What you are asked to do – Gather every line of the listing that contains the string "drop", matching case exactly, and reproduce each of those lines in full.

Provided records –
** BEGIN **

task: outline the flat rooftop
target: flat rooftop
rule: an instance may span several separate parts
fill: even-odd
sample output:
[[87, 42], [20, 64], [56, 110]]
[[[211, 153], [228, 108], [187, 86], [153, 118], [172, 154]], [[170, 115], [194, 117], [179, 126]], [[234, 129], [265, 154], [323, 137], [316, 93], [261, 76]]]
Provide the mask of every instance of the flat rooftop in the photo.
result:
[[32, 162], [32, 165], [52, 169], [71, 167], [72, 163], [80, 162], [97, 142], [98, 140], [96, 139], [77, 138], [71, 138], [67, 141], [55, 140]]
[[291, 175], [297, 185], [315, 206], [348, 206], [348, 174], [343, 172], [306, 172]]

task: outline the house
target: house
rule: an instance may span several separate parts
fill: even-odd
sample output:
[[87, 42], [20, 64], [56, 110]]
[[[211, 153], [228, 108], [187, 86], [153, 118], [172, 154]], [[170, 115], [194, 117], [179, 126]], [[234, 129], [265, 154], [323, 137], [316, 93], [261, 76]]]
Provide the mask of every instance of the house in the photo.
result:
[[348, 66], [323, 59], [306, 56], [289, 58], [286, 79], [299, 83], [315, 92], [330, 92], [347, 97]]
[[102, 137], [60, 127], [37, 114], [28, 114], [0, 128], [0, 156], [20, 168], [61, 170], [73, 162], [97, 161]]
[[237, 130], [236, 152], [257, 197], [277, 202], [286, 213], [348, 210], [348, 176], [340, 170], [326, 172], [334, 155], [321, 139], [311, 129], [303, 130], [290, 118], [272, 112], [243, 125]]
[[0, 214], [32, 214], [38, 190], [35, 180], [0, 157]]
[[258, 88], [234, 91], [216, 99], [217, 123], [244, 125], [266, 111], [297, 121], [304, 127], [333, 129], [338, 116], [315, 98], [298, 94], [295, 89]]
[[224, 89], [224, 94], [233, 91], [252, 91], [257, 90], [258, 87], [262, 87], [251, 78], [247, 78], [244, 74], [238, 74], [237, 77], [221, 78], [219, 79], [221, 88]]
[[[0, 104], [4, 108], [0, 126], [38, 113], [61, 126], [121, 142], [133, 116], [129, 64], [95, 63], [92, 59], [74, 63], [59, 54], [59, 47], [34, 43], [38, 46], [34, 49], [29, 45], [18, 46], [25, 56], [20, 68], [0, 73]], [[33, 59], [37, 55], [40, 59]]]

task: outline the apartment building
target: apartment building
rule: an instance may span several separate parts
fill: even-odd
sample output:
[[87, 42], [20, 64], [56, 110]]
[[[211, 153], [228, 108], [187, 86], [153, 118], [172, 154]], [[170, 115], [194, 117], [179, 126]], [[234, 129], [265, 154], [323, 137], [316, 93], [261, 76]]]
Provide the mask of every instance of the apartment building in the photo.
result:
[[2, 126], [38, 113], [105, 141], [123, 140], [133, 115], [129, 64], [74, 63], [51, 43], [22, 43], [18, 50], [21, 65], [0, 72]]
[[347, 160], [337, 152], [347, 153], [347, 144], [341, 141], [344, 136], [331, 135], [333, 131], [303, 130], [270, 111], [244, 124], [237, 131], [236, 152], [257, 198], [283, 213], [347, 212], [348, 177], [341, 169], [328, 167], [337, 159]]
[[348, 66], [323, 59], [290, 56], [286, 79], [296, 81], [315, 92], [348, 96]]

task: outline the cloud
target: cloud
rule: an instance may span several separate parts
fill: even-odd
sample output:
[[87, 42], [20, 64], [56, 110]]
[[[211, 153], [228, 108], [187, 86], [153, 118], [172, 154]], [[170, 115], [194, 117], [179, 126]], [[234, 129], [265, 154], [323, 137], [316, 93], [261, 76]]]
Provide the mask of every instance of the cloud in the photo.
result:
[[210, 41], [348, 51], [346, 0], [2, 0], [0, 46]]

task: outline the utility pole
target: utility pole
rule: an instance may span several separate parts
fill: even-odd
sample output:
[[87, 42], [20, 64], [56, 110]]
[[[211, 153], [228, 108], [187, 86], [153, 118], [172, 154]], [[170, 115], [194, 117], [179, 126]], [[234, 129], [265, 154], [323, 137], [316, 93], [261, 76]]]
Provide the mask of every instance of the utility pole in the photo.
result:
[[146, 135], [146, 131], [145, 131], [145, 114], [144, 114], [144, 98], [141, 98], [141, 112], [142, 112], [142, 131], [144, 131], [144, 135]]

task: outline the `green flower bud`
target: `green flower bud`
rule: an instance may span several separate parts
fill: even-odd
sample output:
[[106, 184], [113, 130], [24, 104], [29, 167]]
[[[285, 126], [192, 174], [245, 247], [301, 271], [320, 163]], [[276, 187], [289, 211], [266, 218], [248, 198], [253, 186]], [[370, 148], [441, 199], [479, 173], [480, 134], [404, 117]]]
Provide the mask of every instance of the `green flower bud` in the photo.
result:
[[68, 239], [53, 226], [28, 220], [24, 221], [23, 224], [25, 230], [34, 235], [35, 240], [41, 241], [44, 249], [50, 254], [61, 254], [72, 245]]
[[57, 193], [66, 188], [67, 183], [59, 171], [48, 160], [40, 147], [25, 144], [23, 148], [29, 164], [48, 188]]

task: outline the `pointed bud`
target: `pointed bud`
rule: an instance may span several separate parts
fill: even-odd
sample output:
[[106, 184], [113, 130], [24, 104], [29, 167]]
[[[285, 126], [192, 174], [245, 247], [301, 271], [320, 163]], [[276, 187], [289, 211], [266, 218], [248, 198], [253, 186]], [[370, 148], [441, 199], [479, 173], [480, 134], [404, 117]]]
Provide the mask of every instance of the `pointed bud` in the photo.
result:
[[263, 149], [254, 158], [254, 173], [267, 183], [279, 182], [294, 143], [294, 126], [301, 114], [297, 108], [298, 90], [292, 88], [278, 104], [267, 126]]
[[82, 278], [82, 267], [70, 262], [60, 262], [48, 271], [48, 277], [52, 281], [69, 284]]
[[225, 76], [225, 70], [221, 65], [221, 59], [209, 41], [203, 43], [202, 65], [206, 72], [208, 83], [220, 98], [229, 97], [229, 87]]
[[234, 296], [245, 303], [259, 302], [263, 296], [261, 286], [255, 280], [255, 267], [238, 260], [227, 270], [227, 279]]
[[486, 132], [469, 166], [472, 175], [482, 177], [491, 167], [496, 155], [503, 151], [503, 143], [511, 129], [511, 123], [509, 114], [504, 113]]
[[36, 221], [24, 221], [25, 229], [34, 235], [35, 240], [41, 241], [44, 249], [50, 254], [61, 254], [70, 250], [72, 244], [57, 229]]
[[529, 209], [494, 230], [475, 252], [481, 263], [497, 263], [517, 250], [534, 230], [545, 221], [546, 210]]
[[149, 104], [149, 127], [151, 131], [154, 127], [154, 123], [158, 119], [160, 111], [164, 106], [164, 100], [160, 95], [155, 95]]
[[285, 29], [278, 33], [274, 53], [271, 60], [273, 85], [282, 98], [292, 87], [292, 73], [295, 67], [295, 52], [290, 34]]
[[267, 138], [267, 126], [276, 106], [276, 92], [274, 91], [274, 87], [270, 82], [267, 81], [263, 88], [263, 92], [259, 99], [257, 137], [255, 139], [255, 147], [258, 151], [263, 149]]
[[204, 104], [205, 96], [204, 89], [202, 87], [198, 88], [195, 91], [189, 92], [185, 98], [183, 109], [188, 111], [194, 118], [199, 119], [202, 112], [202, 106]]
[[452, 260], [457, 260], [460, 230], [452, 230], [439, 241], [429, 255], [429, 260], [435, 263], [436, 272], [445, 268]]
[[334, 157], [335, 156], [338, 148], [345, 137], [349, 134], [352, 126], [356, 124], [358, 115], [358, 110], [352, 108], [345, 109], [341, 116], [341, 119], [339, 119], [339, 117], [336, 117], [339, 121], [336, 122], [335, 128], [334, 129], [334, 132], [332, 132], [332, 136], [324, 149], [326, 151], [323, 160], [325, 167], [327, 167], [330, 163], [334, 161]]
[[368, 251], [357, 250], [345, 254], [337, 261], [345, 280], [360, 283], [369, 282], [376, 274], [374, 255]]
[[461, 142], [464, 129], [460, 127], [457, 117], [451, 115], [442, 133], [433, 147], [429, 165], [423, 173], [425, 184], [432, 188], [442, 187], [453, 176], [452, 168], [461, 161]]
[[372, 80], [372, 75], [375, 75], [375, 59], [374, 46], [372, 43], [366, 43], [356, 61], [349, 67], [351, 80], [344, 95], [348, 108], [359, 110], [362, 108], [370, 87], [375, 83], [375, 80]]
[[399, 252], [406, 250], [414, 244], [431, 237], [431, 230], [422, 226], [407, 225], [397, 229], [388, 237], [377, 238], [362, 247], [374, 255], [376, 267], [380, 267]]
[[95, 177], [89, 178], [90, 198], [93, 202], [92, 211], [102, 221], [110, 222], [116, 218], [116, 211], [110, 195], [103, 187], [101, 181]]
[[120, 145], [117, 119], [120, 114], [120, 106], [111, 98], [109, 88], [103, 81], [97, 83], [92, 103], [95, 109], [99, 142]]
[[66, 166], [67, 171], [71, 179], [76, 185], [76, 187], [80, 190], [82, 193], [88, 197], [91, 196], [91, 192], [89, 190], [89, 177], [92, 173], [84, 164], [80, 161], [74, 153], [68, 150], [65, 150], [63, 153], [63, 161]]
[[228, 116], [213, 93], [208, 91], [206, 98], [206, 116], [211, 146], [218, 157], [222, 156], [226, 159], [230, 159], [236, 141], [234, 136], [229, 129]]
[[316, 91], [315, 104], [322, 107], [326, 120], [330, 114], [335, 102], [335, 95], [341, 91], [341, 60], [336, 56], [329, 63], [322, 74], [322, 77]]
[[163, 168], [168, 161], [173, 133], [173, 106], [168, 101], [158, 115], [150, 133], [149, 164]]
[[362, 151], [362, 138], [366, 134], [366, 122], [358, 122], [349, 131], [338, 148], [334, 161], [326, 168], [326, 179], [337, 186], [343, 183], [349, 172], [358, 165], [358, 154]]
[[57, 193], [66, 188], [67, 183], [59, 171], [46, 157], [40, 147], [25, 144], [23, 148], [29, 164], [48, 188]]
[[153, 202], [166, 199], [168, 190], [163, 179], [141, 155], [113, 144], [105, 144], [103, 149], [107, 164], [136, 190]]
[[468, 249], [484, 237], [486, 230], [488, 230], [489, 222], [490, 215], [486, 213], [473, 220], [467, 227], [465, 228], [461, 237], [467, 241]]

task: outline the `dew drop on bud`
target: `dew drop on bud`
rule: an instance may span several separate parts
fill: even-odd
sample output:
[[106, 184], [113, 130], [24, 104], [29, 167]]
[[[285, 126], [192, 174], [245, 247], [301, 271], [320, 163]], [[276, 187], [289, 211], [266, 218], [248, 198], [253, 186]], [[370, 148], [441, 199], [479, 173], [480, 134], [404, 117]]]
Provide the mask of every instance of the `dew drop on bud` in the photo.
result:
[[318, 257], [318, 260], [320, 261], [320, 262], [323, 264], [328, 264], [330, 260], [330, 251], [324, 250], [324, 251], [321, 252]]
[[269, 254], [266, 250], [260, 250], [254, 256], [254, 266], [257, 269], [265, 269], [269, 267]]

** END **

The completed task –
task: outline the `dew drop on bud`
target: `dew drop on bud`
Provide the mask of every instance of the `dew drop on bud` in the photo.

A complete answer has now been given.